WHAT YOU WILL DO
Return, from the data that follows, each line that holds the word "integer".

INFORMATION SUPPLIED
=== Begin Enclosure ===
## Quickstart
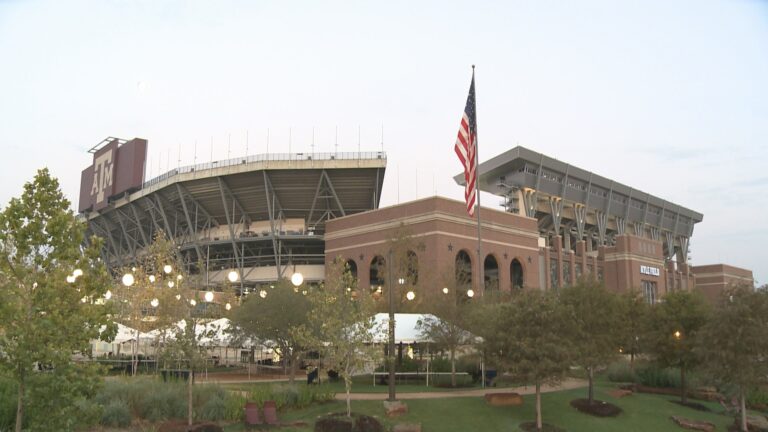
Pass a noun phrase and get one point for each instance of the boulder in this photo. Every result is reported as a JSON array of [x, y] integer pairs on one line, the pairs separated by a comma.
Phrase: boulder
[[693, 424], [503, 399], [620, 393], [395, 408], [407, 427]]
=== End Enclosure ===
=== Begin Enclosure ===
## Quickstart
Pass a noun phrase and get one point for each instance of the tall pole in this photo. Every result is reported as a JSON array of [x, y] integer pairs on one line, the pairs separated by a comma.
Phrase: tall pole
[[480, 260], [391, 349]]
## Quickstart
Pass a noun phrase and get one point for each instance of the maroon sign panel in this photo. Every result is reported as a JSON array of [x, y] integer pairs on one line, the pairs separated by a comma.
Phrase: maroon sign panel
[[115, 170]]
=== End Enclosure ===
FINISHED TASK
Pass a noun phrase and get one point for each instance of the boulder in this photo. Every result is reported as a JSON array of [x, y] integer pairs on one line, the pairs separated by a comma.
Pass a noun phrase and get one point for each instance of the tall pole in this photo. Every result is reported as a JSON array of [x, y] integer pairs on one line, the pairs separated by a comma.
Pass a noun phrase and get one point for each instance of the maroon sign panel in this photo. Every result is reported as a JSON array of [x, y] integer pairs on one line, the pairs separated by a comma.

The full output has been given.